▶
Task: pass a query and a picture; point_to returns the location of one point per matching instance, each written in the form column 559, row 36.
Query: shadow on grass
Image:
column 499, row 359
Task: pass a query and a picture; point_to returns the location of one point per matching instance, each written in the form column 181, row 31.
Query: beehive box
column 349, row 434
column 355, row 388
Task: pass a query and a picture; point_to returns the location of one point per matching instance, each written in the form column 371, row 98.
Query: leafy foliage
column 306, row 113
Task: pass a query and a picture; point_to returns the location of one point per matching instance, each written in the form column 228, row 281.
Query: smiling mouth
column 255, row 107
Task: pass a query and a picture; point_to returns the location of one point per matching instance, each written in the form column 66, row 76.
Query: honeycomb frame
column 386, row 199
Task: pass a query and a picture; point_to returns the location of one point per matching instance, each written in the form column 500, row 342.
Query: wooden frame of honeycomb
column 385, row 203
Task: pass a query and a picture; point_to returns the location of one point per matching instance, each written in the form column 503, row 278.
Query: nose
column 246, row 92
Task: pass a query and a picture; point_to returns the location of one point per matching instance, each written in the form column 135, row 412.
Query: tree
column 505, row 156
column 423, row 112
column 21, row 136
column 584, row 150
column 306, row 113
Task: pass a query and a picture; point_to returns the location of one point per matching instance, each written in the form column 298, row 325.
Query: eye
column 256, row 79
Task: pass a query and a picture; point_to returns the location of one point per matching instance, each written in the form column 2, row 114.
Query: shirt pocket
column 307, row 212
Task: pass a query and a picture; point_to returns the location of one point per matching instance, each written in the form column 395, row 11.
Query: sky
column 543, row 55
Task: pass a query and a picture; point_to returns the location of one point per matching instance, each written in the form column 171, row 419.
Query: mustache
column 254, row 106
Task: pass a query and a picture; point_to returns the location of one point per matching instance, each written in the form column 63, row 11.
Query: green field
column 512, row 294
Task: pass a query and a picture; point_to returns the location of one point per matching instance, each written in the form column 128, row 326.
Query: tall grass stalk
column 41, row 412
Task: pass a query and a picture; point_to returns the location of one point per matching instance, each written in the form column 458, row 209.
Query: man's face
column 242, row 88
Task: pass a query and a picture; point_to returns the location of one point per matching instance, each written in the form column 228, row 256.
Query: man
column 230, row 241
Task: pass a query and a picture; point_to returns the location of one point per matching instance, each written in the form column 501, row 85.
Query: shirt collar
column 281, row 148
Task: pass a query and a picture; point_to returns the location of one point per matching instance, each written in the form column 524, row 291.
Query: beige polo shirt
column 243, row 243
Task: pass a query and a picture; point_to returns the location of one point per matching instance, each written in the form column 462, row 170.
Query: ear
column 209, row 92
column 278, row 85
◀
Please write the data above out again, exactly the same.

Task: pass a query and a picture; point_to returns the location of one point per matching instance, each written in the form column 559, row 36.
Query: shadow on grass
Image:
column 499, row 359
Task: pass a query and a picture; point_to returns the location of one point per matching instance, each written in the form column 181, row 31.
Query: beehive box
column 349, row 434
column 355, row 388
Task: pass a query and a picture; point_to returns the location of one point per matching instance, each written in the form column 371, row 98.
Query: leafy foliage
column 306, row 113
Task: pass a query and a picture; point_to returns the location of one point per matching instance, each written in the form column 228, row 281.
Query: smiling mouth
column 255, row 107
Task: pass a query and a picture; point_to returns the location of one point per matching instance, each written in the form column 66, row 76.
Query: honeycomb frame
column 386, row 199
Task: pass a query and a picture; point_to returns the location of one point per matching instance, each written in the form column 500, row 342.
Query: wooden frame of honeycomb
column 385, row 203
Task: pass a query and a picture; point_to returns the location of one point per matching instance, each written in the form column 503, row 278.
Query: nose
column 246, row 92
Task: pass a query and a picture; point_to returns the location of one point per matching instance, each written in the form column 135, row 412.
Query: tree
column 505, row 156
column 423, row 112
column 21, row 136
column 584, row 150
column 306, row 113
Task: pass a query and a picture; point_to returns the location of one point per matching instance, each written in the form column 298, row 325.
Query: eye
column 256, row 79
Task: pass a query and a picture; point_to returns the location of one point per matching instance, each written in the form column 2, row 114.
Query: shirt pocket
column 307, row 212
Task: pass a query and a picture; point_to returns the location of one point per matching instance, each written in the form column 395, row 11.
Query: sky
column 543, row 55
Task: pass a query and a picture; point_to returns the location of one point per matching instance, each written in the form column 171, row 419.
Query: mustache
column 254, row 106
Task: pass a query and a picture; point_to returns the location of one point per matching instance, each written in the form column 63, row 11.
Query: green field
column 512, row 294
Task: pass a query and a picture; point_to returns the location of one point per matching instance, each written in the form column 128, row 326.
Query: tall grass stalk
column 41, row 412
Task: pass a query and a picture; point_to returns the location of one point per matching instance, each written in the form column 458, row 209.
Query: man's face
column 242, row 88
Task: pass a query and a picture; point_to returns the location of one point per matching instance, each written in the form column 228, row 256.
Query: man
column 230, row 241
Task: pass a query and a picture; point_to returns the location of one point per matching instance, each written in the form column 501, row 85.
Query: shirt collar
column 281, row 148
Task: pass a query and a picture; point_to returns the location of one point per matching instance, each written in the form column 524, row 291.
Query: beige polo shirt
column 243, row 243
Task: pass a query and a picture; point_to returns the location of one point per matching instance, each written in the form column 462, row 170.
Query: ear
column 209, row 92
column 278, row 85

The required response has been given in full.